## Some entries
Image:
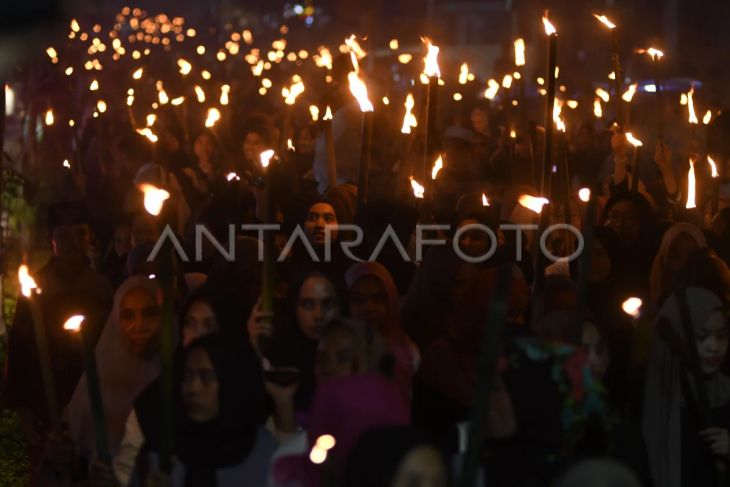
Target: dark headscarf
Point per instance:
(375, 459)
(226, 440)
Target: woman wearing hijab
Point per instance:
(374, 300)
(220, 440)
(684, 441)
(396, 456)
(679, 243)
(127, 358)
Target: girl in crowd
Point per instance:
(686, 410)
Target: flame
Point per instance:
(604, 20)
(430, 62)
(507, 82)
(418, 190)
(533, 203)
(200, 94)
(27, 283)
(291, 93)
(185, 67)
(549, 27)
(360, 91)
(225, 89)
(492, 89)
(633, 140)
(463, 73)
(409, 119)
(707, 117)
(691, 186)
(147, 132)
(74, 323)
(265, 157)
(632, 307)
(691, 106)
(213, 116)
(653, 52)
(603, 95)
(629, 94)
(437, 166)
(154, 198)
(519, 52)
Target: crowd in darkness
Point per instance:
(382, 356)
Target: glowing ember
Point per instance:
(707, 117)
(265, 157)
(147, 132)
(633, 140)
(463, 74)
(430, 62)
(691, 187)
(360, 91)
(185, 67)
(713, 167)
(213, 116)
(632, 307)
(409, 119)
(549, 27)
(629, 94)
(418, 190)
(533, 203)
(492, 89)
(604, 20)
(691, 106)
(200, 94)
(154, 198)
(437, 166)
(74, 323)
(27, 283)
(520, 52)
(584, 194)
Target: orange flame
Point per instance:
(604, 20)
(520, 52)
(533, 203)
(691, 186)
(73, 323)
(437, 166)
(430, 62)
(27, 283)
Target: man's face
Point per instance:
(319, 216)
(71, 242)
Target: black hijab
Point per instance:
(229, 438)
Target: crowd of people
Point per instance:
(364, 371)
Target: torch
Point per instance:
(433, 73)
(552, 34)
(616, 61)
(656, 55)
(31, 291)
(74, 325)
(154, 200)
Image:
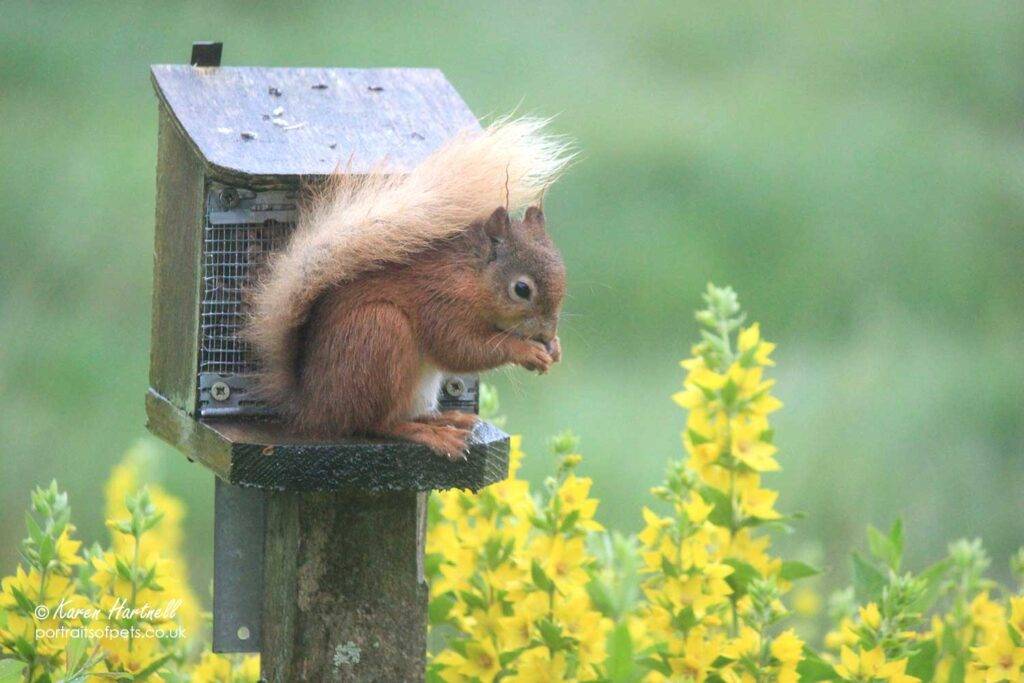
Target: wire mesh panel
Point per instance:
(242, 228)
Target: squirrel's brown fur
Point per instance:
(390, 280)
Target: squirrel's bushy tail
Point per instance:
(365, 222)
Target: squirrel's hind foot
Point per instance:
(445, 440)
(450, 418)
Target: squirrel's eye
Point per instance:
(522, 290)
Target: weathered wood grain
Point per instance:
(355, 120)
(265, 456)
(345, 597)
(176, 276)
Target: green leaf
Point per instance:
(793, 570)
(722, 514)
(684, 620)
(551, 633)
(812, 668)
(508, 656)
(867, 580)
(439, 607)
(922, 664)
(11, 671)
(742, 574)
(933, 579)
(619, 665)
(541, 580)
(696, 438)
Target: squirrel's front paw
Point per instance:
(532, 355)
(555, 349)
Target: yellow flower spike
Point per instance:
(705, 378)
(539, 666)
(759, 503)
(748, 447)
(806, 602)
(870, 616)
(1003, 658)
(653, 527)
(748, 643)
(696, 509)
(67, 550)
(895, 672)
(787, 647)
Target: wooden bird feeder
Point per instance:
(318, 546)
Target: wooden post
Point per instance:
(344, 595)
(342, 523)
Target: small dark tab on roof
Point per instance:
(206, 53)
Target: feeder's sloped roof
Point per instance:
(291, 122)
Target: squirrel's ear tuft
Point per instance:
(499, 224)
(534, 220)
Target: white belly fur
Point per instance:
(427, 388)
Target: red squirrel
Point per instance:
(391, 281)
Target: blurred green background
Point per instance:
(853, 169)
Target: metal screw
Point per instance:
(455, 387)
(229, 198)
(220, 391)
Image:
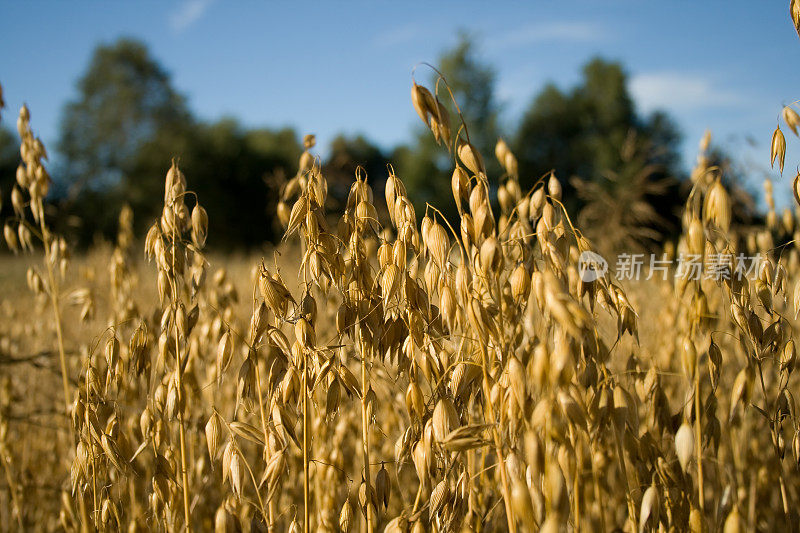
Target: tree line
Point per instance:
(118, 136)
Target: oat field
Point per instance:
(398, 373)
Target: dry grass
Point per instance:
(400, 375)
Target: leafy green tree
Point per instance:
(593, 138)
(125, 100)
(126, 110)
(424, 166)
(119, 136)
(9, 159)
(346, 155)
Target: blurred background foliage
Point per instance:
(620, 171)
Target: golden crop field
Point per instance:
(390, 369)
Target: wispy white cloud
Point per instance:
(397, 36)
(680, 91)
(189, 12)
(554, 31)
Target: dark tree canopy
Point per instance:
(424, 166)
(119, 136)
(125, 100)
(592, 138)
(9, 159)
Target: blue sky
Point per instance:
(345, 66)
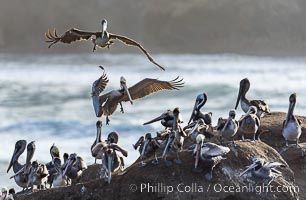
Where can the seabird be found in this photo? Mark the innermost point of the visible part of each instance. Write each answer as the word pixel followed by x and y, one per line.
pixel 106 104
pixel 102 39
pixel 261 105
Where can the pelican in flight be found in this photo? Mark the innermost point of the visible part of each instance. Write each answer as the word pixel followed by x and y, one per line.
pixel 261 105
pixel 106 104
pixel 262 171
pixel 210 153
pixel 102 39
pixel 292 127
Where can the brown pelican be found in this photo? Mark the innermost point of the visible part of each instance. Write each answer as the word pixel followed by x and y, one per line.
pixel 229 128
pixel 102 39
pixel 20 178
pixel 147 147
pixel 197 114
pixel 38 175
pixel 166 119
pixel 106 104
pixel 211 154
pixel 262 172
pixel 58 178
pixel 174 140
pixel 262 106
pixel 98 139
pixel 111 162
pixel 74 167
pixel 249 123
pixel 292 127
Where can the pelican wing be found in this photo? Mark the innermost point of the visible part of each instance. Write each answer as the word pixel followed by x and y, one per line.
pixel 261 105
pixel 99 85
pixel 131 42
pixel 69 36
pixel 148 86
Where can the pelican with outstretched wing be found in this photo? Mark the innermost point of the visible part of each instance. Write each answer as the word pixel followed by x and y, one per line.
pixel 102 39
pixel 107 103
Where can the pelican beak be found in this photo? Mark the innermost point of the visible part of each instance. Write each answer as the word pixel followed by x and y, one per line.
pixel 162 116
pixel 169 141
pixel 197 156
pixel 250 167
pixel 109 168
pixel 11 163
pixel 127 92
pixel 238 98
pixel 144 147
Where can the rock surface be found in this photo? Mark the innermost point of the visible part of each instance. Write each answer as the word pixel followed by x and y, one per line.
pixel 178 178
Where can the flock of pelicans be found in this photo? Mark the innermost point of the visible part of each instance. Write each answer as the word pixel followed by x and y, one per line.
pixel 170 140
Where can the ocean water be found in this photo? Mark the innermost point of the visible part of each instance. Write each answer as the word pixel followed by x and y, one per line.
pixel 46 98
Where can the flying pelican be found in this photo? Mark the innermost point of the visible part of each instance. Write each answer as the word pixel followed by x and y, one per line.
pixel 166 119
pixel 98 139
pixel 262 106
pixel 20 178
pixel 229 128
pixel 292 127
pixel 74 167
pixel 147 146
pixel 210 153
pixel 102 39
pixel 249 123
pixel 197 114
pixel 262 171
pixel 174 140
pixel 106 104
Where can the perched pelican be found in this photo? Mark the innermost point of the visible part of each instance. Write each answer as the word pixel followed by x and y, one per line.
pixel 107 103
pixel 147 146
pixel 262 106
pixel 38 175
pixel 74 167
pixel 102 39
pixel 98 139
pixel 263 172
pixel 292 127
pixel 166 119
pixel 229 128
pixel 211 154
pixel 111 161
pixel 58 178
pixel 197 114
pixel 20 178
pixel 249 123
pixel 174 140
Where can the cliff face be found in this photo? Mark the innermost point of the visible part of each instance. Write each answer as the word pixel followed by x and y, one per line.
pixel 178 181
pixel 262 27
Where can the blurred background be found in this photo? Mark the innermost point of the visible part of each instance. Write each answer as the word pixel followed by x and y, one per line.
pixel 45 93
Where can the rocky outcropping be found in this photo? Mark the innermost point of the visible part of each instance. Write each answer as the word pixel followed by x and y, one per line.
pixel 178 181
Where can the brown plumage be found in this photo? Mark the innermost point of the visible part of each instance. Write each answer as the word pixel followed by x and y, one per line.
pixel 102 39
pixel 107 103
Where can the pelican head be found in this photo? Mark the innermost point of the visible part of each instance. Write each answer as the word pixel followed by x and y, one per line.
pixel 113 137
pixel 124 87
pixel 19 149
pixel 232 114
pixel 252 110
pixel 243 89
pixel 54 151
pixel 104 26
pixel 199 142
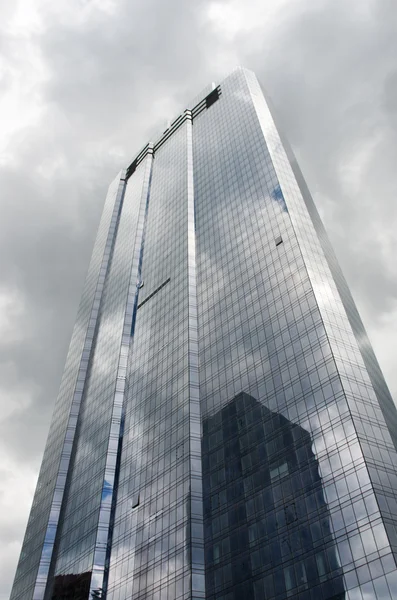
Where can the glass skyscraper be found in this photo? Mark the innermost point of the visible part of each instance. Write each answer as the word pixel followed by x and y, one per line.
pixel 223 429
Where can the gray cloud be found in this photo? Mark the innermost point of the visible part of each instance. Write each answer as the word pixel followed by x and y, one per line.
pixel 92 82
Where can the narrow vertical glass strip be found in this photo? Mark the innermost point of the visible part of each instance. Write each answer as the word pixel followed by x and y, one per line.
pixel 45 560
pixel 196 491
pixel 109 487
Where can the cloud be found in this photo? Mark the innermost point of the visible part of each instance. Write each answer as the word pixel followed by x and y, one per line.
pixel 84 84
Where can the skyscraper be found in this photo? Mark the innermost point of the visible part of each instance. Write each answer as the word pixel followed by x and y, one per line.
pixel 223 429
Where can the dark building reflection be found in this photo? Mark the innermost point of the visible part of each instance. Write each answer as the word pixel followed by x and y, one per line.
pixel 72 587
pixel 267 525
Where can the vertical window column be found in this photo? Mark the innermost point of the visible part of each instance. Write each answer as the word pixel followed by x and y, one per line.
pixel 196 491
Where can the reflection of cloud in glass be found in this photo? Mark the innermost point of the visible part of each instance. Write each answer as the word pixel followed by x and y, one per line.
pixel 278 196
pixel 267 524
pixel 106 490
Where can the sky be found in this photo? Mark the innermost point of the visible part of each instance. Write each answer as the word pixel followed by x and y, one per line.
pixel 84 84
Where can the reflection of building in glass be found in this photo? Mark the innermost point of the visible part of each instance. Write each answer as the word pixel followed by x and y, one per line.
pixel 72 587
pixel 211 276
pixel 267 525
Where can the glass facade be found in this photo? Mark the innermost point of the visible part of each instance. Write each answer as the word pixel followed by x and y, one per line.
pixel 223 430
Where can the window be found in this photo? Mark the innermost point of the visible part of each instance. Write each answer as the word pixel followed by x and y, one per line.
pixel 212 98
pixel 279 471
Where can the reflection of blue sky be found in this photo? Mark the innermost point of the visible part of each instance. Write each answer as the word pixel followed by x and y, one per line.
pixel 278 196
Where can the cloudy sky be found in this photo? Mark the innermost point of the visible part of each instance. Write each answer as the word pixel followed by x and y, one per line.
pixel 85 83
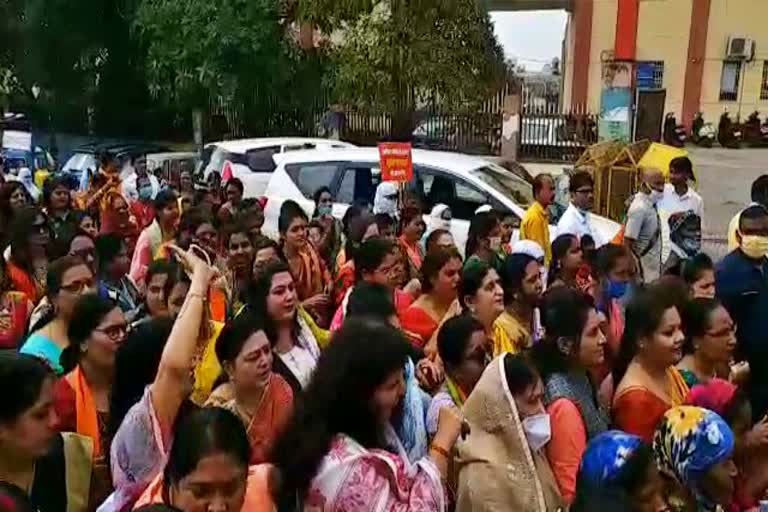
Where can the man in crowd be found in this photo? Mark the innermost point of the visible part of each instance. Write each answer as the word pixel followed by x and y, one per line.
pixel 535 225
pixel 642 234
pixel 741 280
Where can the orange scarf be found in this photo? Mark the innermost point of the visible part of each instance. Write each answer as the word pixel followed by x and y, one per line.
pixel 85 409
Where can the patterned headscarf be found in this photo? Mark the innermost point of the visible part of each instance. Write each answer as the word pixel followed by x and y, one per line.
pixel 606 456
pixel 688 443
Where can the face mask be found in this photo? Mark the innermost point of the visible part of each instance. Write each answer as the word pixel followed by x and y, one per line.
pixel 616 289
pixel 537 430
pixel 754 246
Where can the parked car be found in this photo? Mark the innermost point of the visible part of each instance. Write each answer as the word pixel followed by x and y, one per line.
pixel 461 181
pixel 252 160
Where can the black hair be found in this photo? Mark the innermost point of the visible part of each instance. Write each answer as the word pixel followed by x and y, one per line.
pixel 519 373
pixel 481 226
pixel 694 267
pixel 580 179
pixel 759 192
pixel 453 338
pixel 432 265
pixel 350 367
pixel 136 366
pixel 290 211
pixel 22 376
pixel 370 255
pixel 235 333
pixel 753 212
pixel 538 182
pixel 642 317
pixel 319 192
pixel 564 313
pixel 513 274
pixel 472 280
pixel 371 300
pixel 89 311
pixel 201 433
pixel 683 164
pixel 560 247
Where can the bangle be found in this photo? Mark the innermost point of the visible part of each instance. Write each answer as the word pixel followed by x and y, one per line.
pixel 439 449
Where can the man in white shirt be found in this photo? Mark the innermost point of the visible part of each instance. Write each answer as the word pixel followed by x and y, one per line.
pixel 576 219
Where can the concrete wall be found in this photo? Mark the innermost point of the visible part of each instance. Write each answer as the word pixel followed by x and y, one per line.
pixel 745 18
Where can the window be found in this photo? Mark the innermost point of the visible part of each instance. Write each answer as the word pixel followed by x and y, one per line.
pixel 311 176
pixel 729 80
pixel 764 83
pixel 650 75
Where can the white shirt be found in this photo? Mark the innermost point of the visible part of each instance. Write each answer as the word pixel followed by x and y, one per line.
pixel 574 222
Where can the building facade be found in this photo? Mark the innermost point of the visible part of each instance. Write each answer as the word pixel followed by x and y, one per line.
pixel 689 48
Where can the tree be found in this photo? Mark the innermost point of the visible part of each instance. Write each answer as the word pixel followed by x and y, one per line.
pixel 397 55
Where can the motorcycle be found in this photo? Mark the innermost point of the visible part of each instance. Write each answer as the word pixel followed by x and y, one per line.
pixel 702 132
pixel 674 134
pixel 728 133
pixel 755 132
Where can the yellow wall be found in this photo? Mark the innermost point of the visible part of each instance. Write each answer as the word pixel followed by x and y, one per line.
pixel 743 18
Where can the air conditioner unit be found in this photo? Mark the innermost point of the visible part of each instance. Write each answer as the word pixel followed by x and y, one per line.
pixel 741 48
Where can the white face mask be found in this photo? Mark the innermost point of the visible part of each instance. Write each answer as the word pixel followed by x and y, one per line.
pixel 538 430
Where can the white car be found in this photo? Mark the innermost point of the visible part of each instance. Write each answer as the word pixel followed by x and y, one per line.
pixel 252 160
pixel 461 181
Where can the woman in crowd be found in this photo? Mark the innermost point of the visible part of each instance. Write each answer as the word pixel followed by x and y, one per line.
pixel 566 261
pixel 699 273
pixel 361 229
pixel 273 297
pixel 253 392
pixel 162 231
pixel 693 448
pixel 412 229
pixel 15 310
pixel 345 462
pixel 646 381
pixel 28 263
pixel 619 465
pixel 57 202
pixel 81 398
pixel 710 342
pixel 48 466
pixel 312 280
pixel 440 277
pixel 573 345
pixel 484 240
pixel 521 278
pixel 113 281
pixel 461 344
pixel 481 296
pixel 68 279
pixel 508 429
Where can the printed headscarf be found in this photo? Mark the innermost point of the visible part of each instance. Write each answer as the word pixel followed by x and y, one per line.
pixel 689 442
pixel 606 455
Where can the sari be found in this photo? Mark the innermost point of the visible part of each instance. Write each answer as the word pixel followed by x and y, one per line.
pixel 269 420
pixel 497 469
pixel 637 410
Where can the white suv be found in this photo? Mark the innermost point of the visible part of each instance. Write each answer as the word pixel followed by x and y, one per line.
pixel 252 160
pixel 462 182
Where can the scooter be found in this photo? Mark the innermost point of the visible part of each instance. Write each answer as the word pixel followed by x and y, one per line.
pixel 674 134
pixel 728 134
pixel 702 132
pixel 755 132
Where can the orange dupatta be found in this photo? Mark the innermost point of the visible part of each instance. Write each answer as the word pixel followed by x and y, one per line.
pixel 85 409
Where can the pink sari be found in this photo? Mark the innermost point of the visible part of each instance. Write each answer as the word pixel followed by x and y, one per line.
pixel 353 478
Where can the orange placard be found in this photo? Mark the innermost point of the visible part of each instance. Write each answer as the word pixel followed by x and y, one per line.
pixel 396 161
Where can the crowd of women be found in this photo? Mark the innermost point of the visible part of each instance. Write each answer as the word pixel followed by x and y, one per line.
pixel 160 353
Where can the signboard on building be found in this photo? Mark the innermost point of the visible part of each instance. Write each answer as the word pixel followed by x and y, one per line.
pixel 396 161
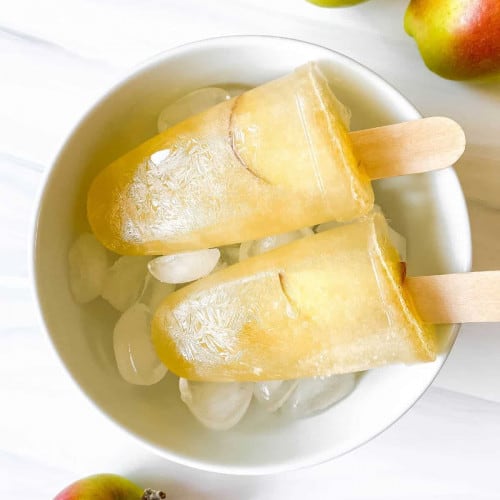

## EXERCISE OBJECTIVE
Format the entries from the line containing "Where can the narrow" up to and including the line containing "pixel 109 487" as a JSON list of strings, one string per line, leaving out any blank lines.

## WRITTEN SOLUTION
[
  "Where can the narrow vertical glass strip be found in this photo? Mark the innermost point of the visible part of each instance. Write each answer as the word pixel followed by x and y, one per line.",
  "pixel 45 560",
  "pixel 196 491",
  "pixel 109 487"
]